◆ Problem requirements ◆
Could you print the data that follows exactly as given?

### Material for this exercise ###

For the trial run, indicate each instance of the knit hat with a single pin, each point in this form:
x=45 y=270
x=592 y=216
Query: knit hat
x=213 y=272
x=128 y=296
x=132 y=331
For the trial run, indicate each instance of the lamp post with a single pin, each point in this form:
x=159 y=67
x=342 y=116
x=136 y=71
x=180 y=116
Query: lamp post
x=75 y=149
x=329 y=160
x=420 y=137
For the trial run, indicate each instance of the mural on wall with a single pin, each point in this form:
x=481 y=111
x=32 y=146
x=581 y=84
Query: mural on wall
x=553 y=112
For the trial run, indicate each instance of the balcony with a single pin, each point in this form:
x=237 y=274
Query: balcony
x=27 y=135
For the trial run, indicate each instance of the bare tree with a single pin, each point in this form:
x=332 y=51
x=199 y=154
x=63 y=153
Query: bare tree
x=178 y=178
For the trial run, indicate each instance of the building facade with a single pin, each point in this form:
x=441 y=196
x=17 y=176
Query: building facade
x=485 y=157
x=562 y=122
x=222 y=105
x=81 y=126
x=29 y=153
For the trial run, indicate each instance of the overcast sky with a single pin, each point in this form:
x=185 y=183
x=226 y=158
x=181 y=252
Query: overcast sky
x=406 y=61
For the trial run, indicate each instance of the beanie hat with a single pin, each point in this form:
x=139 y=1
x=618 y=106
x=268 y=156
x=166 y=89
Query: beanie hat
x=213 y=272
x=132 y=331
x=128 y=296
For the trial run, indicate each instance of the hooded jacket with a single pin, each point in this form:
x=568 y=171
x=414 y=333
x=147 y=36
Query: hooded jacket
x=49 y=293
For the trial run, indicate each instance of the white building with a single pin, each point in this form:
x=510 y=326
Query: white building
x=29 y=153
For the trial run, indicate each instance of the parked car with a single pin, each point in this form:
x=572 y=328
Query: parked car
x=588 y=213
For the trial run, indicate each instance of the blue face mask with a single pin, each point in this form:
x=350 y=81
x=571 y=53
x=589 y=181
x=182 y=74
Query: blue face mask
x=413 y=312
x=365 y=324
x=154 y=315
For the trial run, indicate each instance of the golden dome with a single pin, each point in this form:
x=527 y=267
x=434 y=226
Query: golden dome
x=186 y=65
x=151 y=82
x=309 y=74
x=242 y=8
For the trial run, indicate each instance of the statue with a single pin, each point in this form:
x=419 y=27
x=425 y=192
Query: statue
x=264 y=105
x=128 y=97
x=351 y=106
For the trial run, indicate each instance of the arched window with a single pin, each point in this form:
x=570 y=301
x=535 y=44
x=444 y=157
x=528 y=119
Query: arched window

###

◆ Solution to the problem ◆
For the trial run, indicate each instance of the knit hat with a single pin, each point in this form:
x=45 y=270
x=592 y=216
Query: knit hat
x=213 y=272
x=128 y=296
x=132 y=331
For the trial run, indicate each instance of the lamp post with a single pin, each point in this form:
x=159 y=67
x=342 y=116
x=136 y=71
x=180 y=116
Query: lamp post
x=75 y=149
x=329 y=160
x=420 y=137
For the trial run, indicate each instance of the mural on wall with a single pin, each point in this form:
x=481 y=111
x=32 y=146
x=581 y=84
Query: mural on wall
x=553 y=112
For the trial run, indicate each instance of the balcony with a single pin, each point in this form:
x=237 y=274
Query: balcony
x=27 y=135
For the trial run, indicate each instance of the bare tree with a single pin, each point in this form:
x=332 y=51
x=199 y=154
x=63 y=153
Query: bare tree
x=178 y=178
For the trial run, indicate each instance of the building facade with a single pin, each point in this form:
x=441 y=196
x=17 y=176
Query: building facade
x=485 y=157
x=562 y=122
x=222 y=105
x=81 y=126
x=29 y=153
For the trial run, indicate each instance of the overcast sky with a single pin, each point in this form:
x=185 y=183
x=226 y=158
x=181 y=252
Query: overcast sky
x=406 y=61
For the trial run, indicate each instance of the beanie hat with a single pin, each point in this form:
x=139 y=1
x=618 y=106
x=268 y=156
x=166 y=89
Query: beanie hat
x=213 y=272
x=132 y=331
x=128 y=296
For the trial run, indicate each instance of the hooded jacket with a single pin, each point in this form:
x=568 y=171
x=414 y=333
x=147 y=36
Query: hooded jacket
x=49 y=293
For the trial run, indicate each instance of the white building with a single pin, each point in this form:
x=510 y=326
Query: white building
x=29 y=153
For the trial run, indicate each instance of the parked car with a single pin, each point in this form:
x=572 y=328
Query: parked car
x=588 y=213
For the trial run, indicate each instance of the blue face mask with a single pin, each point in this form:
x=350 y=81
x=571 y=53
x=589 y=181
x=182 y=74
Query: blue face mask
x=413 y=312
x=365 y=324
x=154 y=315
For the trial run, indicate each instance of the golden dome with a single pin, each point in this form:
x=527 y=267
x=434 y=226
Query: golden dome
x=186 y=65
x=151 y=82
x=309 y=74
x=242 y=8
For the trial run, indicate each instance of the statue with a single pin, each point in this form:
x=419 y=27
x=425 y=192
Query: statue
x=264 y=105
x=128 y=97
x=351 y=106
For the trial run, indicate each instance of the arched window with a single pin, each point in this form:
x=570 y=301
x=535 y=44
x=444 y=157
x=528 y=119
Query: arched window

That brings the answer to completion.